→ **Raw records**

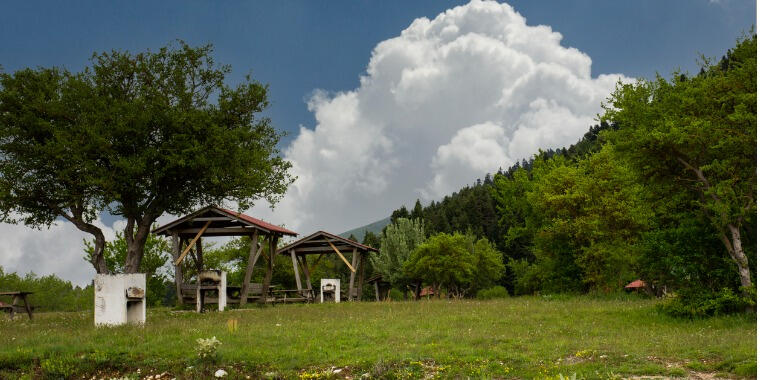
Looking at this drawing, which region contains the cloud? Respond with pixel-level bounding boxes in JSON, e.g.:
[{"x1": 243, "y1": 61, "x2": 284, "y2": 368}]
[
  {"x1": 0, "y1": 1, "x2": 629, "y2": 284},
  {"x1": 0, "y1": 219, "x2": 124, "y2": 286},
  {"x1": 252, "y1": 1, "x2": 630, "y2": 233}
]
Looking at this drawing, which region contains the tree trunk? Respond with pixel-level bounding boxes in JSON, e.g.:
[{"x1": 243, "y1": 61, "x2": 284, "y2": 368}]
[
  {"x1": 91, "y1": 228, "x2": 109, "y2": 274},
  {"x1": 676, "y1": 157, "x2": 752, "y2": 295},
  {"x1": 124, "y1": 216, "x2": 153, "y2": 273},
  {"x1": 728, "y1": 224, "x2": 752, "y2": 287},
  {"x1": 58, "y1": 208, "x2": 110, "y2": 274}
]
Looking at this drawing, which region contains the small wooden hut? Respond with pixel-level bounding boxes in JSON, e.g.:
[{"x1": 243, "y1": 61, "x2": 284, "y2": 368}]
[
  {"x1": 277, "y1": 231, "x2": 377, "y2": 301},
  {"x1": 153, "y1": 206, "x2": 297, "y2": 306}
]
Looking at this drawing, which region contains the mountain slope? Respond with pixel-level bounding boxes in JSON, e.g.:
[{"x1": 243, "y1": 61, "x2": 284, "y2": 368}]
[{"x1": 339, "y1": 217, "x2": 391, "y2": 241}]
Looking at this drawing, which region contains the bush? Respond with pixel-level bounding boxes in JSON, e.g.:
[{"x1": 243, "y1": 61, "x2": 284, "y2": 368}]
[
  {"x1": 477, "y1": 285, "x2": 509, "y2": 300},
  {"x1": 388, "y1": 288, "x2": 404, "y2": 301},
  {"x1": 657, "y1": 288, "x2": 755, "y2": 318}
]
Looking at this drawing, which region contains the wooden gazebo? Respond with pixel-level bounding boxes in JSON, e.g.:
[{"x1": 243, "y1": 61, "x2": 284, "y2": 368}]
[
  {"x1": 277, "y1": 231, "x2": 377, "y2": 301},
  {"x1": 153, "y1": 206, "x2": 297, "y2": 305}
]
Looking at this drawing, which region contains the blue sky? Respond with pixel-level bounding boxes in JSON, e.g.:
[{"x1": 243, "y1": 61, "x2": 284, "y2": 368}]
[
  {"x1": 0, "y1": 0, "x2": 756, "y2": 284},
  {"x1": 0, "y1": 0, "x2": 756, "y2": 144}
]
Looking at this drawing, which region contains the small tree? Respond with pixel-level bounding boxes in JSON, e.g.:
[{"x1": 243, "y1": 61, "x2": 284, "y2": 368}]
[
  {"x1": 370, "y1": 218, "x2": 425, "y2": 287},
  {"x1": 404, "y1": 233, "x2": 477, "y2": 297},
  {"x1": 0, "y1": 42, "x2": 293, "y2": 273},
  {"x1": 467, "y1": 235, "x2": 505, "y2": 294},
  {"x1": 84, "y1": 232, "x2": 171, "y2": 305}
]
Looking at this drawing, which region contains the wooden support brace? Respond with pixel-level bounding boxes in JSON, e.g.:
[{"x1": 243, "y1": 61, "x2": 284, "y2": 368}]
[
  {"x1": 240, "y1": 231, "x2": 264, "y2": 305},
  {"x1": 325, "y1": 240, "x2": 356, "y2": 272},
  {"x1": 290, "y1": 249, "x2": 301, "y2": 293},
  {"x1": 174, "y1": 220, "x2": 211, "y2": 265},
  {"x1": 172, "y1": 232, "x2": 183, "y2": 305},
  {"x1": 348, "y1": 248, "x2": 359, "y2": 301},
  {"x1": 303, "y1": 253, "x2": 325, "y2": 272}
]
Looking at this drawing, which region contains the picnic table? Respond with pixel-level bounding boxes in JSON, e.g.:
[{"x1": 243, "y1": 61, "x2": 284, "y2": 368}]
[{"x1": 0, "y1": 292, "x2": 34, "y2": 319}]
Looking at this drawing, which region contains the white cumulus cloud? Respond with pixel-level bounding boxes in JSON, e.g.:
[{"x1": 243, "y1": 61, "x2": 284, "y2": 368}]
[
  {"x1": 0, "y1": 0, "x2": 629, "y2": 284},
  {"x1": 252, "y1": 0, "x2": 630, "y2": 233}
]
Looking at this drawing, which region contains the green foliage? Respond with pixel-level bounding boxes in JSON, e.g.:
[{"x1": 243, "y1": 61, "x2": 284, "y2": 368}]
[
  {"x1": 370, "y1": 217, "x2": 425, "y2": 287},
  {"x1": 388, "y1": 288, "x2": 404, "y2": 301},
  {"x1": 603, "y1": 36, "x2": 757, "y2": 287},
  {"x1": 657, "y1": 287, "x2": 757, "y2": 318},
  {"x1": 40, "y1": 356, "x2": 77, "y2": 379},
  {"x1": 467, "y1": 234, "x2": 505, "y2": 294},
  {"x1": 84, "y1": 232, "x2": 175, "y2": 306},
  {"x1": 0, "y1": 295, "x2": 757, "y2": 379},
  {"x1": 195, "y1": 336, "x2": 222, "y2": 362},
  {"x1": 403, "y1": 233, "x2": 504, "y2": 297},
  {"x1": 494, "y1": 147, "x2": 652, "y2": 294},
  {"x1": 0, "y1": 41, "x2": 293, "y2": 273},
  {"x1": 477, "y1": 285, "x2": 509, "y2": 300},
  {"x1": 403, "y1": 233, "x2": 477, "y2": 296},
  {"x1": 0, "y1": 267, "x2": 95, "y2": 311}
]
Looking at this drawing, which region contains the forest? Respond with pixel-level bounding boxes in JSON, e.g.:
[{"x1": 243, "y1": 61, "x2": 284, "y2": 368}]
[
  {"x1": 382, "y1": 36, "x2": 757, "y2": 315},
  {"x1": 0, "y1": 35, "x2": 757, "y2": 317}
]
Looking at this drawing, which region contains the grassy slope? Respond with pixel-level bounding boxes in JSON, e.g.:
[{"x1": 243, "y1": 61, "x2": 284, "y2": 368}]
[{"x1": 0, "y1": 297, "x2": 756, "y2": 378}]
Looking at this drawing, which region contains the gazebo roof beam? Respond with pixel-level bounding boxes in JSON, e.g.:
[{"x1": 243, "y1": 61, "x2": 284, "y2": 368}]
[{"x1": 296, "y1": 245, "x2": 354, "y2": 254}]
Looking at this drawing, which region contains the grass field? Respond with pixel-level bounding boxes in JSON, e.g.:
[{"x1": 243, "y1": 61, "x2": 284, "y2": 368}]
[{"x1": 0, "y1": 297, "x2": 757, "y2": 379}]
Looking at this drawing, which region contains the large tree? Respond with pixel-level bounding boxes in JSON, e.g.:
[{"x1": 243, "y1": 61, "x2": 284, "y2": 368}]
[
  {"x1": 0, "y1": 41, "x2": 293, "y2": 273},
  {"x1": 603, "y1": 36, "x2": 757, "y2": 287}
]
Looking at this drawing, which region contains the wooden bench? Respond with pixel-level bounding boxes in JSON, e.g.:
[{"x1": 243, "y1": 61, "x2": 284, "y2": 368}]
[
  {"x1": 180, "y1": 282, "x2": 268, "y2": 304},
  {"x1": 0, "y1": 292, "x2": 34, "y2": 320}
]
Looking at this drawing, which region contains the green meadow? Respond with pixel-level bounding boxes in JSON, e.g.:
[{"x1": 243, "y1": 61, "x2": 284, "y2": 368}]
[{"x1": 0, "y1": 296, "x2": 757, "y2": 379}]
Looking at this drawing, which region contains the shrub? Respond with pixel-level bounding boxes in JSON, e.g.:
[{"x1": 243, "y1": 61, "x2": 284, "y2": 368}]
[
  {"x1": 195, "y1": 336, "x2": 222, "y2": 361},
  {"x1": 477, "y1": 285, "x2": 509, "y2": 300},
  {"x1": 657, "y1": 288, "x2": 755, "y2": 318},
  {"x1": 40, "y1": 356, "x2": 77, "y2": 379},
  {"x1": 388, "y1": 288, "x2": 404, "y2": 301}
]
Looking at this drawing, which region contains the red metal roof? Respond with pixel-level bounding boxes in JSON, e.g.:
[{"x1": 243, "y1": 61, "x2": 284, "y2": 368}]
[{"x1": 217, "y1": 207, "x2": 298, "y2": 236}]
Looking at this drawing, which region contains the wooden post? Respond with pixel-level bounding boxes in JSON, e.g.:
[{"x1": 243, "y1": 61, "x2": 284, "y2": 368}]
[
  {"x1": 348, "y1": 248, "x2": 359, "y2": 301},
  {"x1": 172, "y1": 232, "x2": 182, "y2": 305},
  {"x1": 301, "y1": 255, "x2": 313, "y2": 300},
  {"x1": 196, "y1": 236, "x2": 205, "y2": 313},
  {"x1": 290, "y1": 249, "x2": 301, "y2": 294},
  {"x1": 259, "y1": 235, "x2": 277, "y2": 303},
  {"x1": 356, "y1": 252, "x2": 369, "y2": 301},
  {"x1": 240, "y1": 230, "x2": 263, "y2": 305},
  {"x1": 195, "y1": 238, "x2": 203, "y2": 274}
]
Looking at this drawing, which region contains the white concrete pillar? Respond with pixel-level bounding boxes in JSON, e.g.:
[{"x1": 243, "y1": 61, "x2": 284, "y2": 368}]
[
  {"x1": 94, "y1": 273, "x2": 146, "y2": 326},
  {"x1": 319, "y1": 278, "x2": 340, "y2": 303}
]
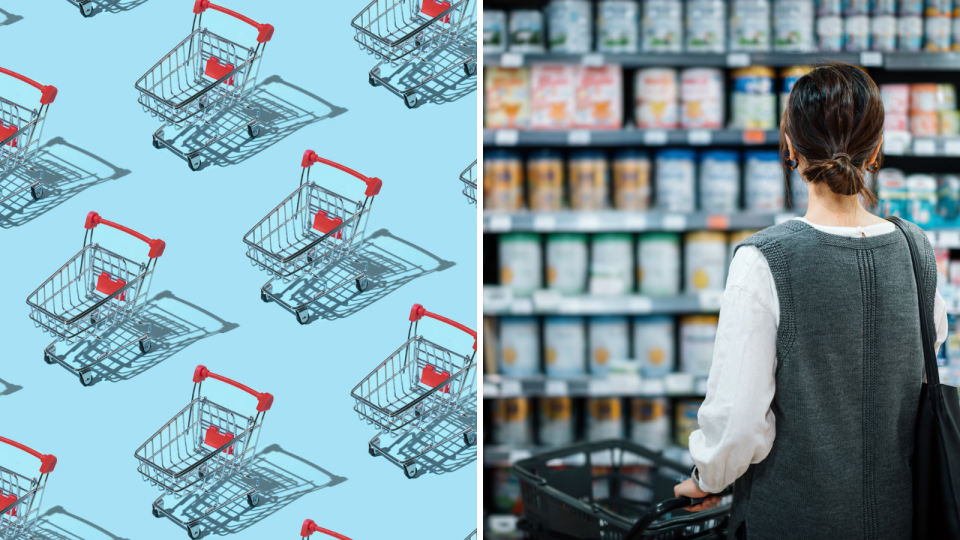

→ **Problem details**
Present the lines from the one containing "the white concrete" through the end of the records as a Markdown table with the columns Row and Line. Skip blank lines and leave out the pictures.

→ **Result**
| Row | Line |
|---|---|
| 1 | Looking at this drawing, which region contains the white concrete pillar? Respond with pixel-level bounding boxes in JSON, e.g.: |
| 2 | [{"x1": 243, "y1": 61, "x2": 284, "y2": 368}] |
| 3 | [ |
| 4 |   {"x1": 94, "y1": 273, "x2": 146, "y2": 326}, |
| 5 |   {"x1": 319, "y1": 278, "x2": 340, "y2": 303} |
| 6 | ] |